Rows:
========================================

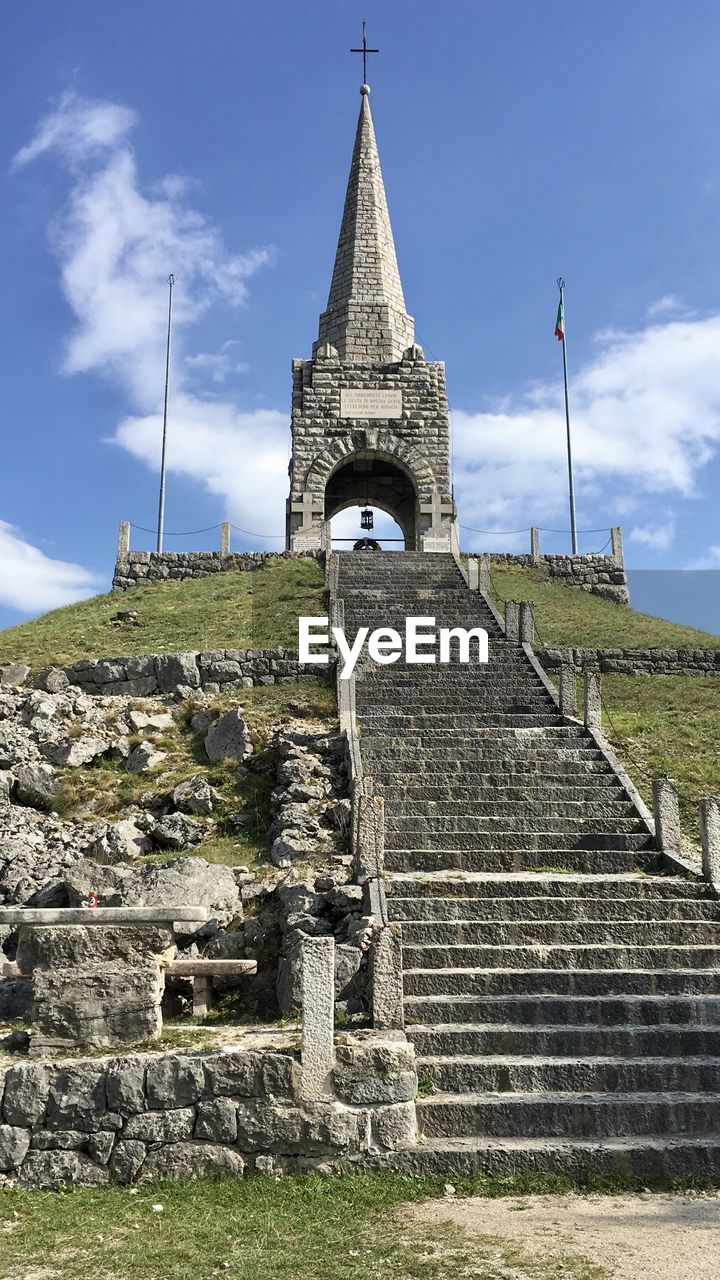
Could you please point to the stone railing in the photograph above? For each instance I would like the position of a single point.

========================================

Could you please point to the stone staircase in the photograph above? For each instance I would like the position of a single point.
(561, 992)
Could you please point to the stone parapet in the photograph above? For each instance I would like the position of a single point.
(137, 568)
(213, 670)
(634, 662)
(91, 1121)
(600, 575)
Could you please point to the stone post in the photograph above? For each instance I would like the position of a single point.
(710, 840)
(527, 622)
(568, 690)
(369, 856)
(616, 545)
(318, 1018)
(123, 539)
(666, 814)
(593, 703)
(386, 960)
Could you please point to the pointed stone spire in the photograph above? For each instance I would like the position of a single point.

========================================

Report each line of the rows above that contains the word "staircase", copying every such line in full.

Result of this task:
Could you please point to the stone staircase in the photograph above? For each instance I would like the position of a single point.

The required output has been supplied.